- Instructions for the task -
Reproduce the data below word for word, keeping every line and number unchanged.

Location annotation dataset excerpts
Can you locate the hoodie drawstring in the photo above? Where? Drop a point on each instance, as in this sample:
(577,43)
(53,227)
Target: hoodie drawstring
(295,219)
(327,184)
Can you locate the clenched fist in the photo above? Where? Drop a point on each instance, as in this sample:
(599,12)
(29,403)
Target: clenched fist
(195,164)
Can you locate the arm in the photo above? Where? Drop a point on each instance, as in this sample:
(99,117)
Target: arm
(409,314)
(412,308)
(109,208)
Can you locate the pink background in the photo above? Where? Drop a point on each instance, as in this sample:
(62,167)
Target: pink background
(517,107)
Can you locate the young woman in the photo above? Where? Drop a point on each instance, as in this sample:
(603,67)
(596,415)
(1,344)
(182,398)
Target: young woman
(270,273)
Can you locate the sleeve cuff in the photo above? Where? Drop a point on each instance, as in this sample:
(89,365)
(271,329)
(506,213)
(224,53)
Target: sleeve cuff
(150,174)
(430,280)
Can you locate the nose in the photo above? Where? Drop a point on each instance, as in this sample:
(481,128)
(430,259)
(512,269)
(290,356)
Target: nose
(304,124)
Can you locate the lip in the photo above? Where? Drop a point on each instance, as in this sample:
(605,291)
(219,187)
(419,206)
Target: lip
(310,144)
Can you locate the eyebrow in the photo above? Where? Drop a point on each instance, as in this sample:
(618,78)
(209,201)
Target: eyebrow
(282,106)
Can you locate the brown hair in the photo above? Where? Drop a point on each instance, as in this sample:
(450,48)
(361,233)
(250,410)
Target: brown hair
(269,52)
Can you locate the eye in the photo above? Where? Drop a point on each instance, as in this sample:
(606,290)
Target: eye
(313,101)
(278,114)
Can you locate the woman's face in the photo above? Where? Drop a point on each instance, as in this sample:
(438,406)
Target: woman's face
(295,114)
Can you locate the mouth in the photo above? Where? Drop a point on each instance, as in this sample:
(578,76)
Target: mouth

- Exercise answer -
Can you locate the hoodie drawstring in the photo above? Where? Drop a point on each instance, as in this sample:
(577,43)
(53,227)
Target: hoodie drawstring
(295,219)
(327,184)
Can you locate the clenched fist in the photo above? Where? Drop a point on each instance, as in this sample:
(599,12)
(29,403)
Target: clenched fist
(195,164)
Can you locate the arm in the photo above? Where? Drop a point on each instance, as in this sample:
(99,117)
Target: arm
(409,314)
(412,308)
(109,208)
Can you locate the pink background in the photo above? Where? Drop a point on each instance, as in this sample:
(62,167)
Target: pink background
(517,107)
Can you locate the young woman in the photo above? Where? Drop a point on each instance, as in this sample:
(603,67)
(596,415)
(1,344)
(182,398)
Target: young woman
(270,273)
Can you locate the sleeve cuff in the photo above? Where? Drop a point on each instance, as in this sample:
(89,365)
(271,329)
(506,213)
(224,53)
Target: sleeve cuff
(150,174)
(430,280)
Can you locate the nose in the photo above? Where? Drop a point on each instance, as in this sample:
(481,128)
(430,259)
(512,269)
(290,356)
Target: nose
(304,124)
Can you locate the lip in the photo above? Where? Drop a point on each instance, as in this sample:
(605,291)
(219,187)
(419,206)
Target: lip
(310,144)
Can you locate the eyebrow in the photo above? Where? Drop a point on each instance, as in this sample:
(618,78)
(209,201)
Target: eyebrow
(282,106)
Can you locate the brown hair in the photo above? Where? Drop a point on each instance, as in this sample:
(450,48)
(361,233)
(250,410)
Target: brown hair
(269,52)
Can you locate the eye in the photo above? Where? Drop a point on each instance, as in this sample:
(606,290)
Target: eye
(313,101)
(278,114)
Can you locate the woman's face in the photo above? Where? Drop a point on each instance, as in this sample:
(438,406)
Target: woman's face
(295,114)
Can you locate the mouth in the photo above? Where? Drop a point on each instance, as in this sample:
(578,76)
Target: mouth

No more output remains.